> **Required action**: Copy each line of the listing where the word "plate" can be found.

> **Records shown**:
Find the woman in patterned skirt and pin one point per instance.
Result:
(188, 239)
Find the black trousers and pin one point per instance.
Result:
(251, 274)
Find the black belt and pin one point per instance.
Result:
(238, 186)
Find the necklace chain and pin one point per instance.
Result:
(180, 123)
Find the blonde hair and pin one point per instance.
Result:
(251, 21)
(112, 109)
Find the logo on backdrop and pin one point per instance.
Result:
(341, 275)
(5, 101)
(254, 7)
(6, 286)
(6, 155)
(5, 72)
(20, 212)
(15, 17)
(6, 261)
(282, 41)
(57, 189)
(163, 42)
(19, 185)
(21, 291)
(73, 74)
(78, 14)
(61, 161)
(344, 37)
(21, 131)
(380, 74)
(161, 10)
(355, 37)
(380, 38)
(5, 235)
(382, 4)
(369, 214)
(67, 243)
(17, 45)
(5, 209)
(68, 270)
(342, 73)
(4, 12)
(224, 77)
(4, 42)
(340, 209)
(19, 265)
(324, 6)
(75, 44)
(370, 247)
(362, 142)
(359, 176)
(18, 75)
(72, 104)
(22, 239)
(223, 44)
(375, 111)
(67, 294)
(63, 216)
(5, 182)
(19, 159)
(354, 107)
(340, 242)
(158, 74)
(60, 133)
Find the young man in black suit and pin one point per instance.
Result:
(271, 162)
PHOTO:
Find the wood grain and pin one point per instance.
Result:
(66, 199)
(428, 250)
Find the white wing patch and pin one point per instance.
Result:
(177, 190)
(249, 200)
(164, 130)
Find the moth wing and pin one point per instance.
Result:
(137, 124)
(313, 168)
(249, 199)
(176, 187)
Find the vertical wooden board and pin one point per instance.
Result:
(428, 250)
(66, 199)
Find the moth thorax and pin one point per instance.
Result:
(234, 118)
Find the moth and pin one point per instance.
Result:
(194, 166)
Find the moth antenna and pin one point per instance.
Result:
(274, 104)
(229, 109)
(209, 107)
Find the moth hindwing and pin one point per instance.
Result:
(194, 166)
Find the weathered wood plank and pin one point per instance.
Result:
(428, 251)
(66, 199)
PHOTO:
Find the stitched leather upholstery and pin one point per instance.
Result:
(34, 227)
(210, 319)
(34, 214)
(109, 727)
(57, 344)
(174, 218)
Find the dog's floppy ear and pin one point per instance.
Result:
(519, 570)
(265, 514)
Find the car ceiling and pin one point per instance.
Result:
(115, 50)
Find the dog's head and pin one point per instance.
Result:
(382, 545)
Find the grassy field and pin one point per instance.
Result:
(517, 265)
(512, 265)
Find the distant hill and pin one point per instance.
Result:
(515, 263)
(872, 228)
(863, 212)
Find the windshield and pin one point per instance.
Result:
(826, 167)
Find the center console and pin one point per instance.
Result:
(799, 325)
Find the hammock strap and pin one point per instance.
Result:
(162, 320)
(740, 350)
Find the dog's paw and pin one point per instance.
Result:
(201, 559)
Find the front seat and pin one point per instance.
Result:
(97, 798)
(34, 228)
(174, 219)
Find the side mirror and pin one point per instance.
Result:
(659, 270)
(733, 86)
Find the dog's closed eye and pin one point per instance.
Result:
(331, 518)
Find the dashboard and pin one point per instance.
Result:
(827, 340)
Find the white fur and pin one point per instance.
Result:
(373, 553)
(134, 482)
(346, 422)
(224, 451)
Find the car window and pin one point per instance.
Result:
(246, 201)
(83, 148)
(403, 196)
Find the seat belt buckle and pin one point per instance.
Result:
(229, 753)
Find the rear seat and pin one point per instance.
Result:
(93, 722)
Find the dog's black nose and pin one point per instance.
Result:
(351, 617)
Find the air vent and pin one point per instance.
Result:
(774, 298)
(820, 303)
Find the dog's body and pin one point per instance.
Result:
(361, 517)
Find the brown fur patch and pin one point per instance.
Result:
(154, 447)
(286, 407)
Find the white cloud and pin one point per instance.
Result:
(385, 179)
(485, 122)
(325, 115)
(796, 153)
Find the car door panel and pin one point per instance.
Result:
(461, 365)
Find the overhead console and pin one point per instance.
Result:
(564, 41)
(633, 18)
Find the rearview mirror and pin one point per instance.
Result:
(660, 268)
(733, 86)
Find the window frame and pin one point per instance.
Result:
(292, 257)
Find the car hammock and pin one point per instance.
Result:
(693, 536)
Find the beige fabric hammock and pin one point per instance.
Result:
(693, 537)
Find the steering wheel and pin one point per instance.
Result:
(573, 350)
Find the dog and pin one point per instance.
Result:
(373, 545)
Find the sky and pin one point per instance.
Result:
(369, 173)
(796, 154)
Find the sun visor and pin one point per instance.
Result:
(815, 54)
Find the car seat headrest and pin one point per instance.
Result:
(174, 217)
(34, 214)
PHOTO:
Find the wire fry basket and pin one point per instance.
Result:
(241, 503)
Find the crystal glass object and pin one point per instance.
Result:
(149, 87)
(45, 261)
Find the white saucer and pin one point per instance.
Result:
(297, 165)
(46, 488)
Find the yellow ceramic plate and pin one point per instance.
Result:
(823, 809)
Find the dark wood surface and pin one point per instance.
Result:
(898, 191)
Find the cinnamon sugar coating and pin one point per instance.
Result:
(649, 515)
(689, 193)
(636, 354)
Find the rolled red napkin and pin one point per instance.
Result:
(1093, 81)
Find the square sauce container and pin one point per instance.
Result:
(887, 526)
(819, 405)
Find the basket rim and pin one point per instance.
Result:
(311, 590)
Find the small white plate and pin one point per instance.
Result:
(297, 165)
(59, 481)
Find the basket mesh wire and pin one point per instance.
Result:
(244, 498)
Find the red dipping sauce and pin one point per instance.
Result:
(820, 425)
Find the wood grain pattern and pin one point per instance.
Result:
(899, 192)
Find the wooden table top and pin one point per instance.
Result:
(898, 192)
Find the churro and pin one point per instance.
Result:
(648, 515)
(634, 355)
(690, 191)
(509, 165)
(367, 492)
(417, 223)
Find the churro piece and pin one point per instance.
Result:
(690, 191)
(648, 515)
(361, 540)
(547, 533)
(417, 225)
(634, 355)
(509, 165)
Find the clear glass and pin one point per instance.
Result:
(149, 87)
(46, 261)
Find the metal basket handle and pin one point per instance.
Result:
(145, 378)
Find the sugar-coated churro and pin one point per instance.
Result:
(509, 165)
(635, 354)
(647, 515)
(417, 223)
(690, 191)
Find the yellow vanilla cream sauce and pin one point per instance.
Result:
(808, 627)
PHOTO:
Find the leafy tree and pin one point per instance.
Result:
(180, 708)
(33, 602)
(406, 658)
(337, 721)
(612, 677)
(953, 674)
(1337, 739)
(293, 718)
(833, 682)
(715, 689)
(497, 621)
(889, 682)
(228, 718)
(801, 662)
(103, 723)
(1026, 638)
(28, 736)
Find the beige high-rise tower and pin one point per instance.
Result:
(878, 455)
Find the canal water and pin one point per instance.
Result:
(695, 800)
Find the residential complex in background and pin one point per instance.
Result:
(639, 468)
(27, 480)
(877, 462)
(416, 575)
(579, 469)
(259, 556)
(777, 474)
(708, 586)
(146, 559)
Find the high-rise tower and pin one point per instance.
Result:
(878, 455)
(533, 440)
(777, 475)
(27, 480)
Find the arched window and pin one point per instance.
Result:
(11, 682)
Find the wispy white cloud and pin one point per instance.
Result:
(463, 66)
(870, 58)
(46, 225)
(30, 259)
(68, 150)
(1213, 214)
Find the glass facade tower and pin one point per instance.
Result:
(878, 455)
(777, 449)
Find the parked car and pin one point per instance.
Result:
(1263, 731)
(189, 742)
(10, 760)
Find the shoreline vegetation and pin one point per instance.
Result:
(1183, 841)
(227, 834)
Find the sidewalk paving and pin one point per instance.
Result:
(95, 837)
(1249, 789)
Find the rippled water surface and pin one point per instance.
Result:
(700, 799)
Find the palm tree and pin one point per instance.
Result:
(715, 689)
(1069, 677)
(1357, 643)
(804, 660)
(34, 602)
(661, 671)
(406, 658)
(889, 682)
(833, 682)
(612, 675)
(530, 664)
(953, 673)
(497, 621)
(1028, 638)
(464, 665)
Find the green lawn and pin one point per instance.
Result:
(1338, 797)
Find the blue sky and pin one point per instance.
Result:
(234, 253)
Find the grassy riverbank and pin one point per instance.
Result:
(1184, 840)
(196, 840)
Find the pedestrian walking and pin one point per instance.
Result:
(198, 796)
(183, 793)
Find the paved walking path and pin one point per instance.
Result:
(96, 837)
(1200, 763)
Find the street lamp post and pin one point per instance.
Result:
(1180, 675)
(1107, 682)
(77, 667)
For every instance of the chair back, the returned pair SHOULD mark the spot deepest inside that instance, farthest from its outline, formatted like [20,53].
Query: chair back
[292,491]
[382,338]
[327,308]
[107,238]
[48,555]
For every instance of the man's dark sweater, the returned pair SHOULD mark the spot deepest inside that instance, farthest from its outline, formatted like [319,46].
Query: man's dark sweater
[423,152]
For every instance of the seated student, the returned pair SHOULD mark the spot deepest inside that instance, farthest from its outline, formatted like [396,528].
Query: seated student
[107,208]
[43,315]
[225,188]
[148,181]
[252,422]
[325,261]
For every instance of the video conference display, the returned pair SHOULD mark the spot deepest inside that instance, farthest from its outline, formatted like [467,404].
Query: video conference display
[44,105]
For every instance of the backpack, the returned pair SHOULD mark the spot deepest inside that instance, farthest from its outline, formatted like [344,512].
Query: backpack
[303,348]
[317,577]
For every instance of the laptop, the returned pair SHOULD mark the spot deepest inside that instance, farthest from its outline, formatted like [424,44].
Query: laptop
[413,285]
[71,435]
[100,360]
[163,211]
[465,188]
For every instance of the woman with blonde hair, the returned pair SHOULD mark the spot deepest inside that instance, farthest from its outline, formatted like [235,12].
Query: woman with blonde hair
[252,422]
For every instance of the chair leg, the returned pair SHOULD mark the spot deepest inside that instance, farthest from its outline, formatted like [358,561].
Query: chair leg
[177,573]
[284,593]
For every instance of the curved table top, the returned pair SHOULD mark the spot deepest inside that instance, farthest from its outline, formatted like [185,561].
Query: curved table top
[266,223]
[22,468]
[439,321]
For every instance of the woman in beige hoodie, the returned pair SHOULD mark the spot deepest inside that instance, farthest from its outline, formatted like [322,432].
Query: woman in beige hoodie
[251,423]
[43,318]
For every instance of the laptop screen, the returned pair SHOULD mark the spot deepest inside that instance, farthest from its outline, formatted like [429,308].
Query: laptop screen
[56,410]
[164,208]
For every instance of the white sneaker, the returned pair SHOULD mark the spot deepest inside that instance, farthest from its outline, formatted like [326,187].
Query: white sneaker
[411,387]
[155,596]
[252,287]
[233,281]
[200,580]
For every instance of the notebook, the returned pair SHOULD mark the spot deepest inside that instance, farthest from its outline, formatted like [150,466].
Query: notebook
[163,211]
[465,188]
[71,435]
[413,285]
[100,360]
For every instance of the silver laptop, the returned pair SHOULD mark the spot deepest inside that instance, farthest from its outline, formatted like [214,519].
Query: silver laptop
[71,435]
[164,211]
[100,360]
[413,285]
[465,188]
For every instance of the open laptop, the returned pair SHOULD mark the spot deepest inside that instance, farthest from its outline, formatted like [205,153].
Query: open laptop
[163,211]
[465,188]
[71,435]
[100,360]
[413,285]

> **Exercise answer**:
Find the yellow ceramic plate and pin one point per instance.
Find the small white plate and pin one point per instance.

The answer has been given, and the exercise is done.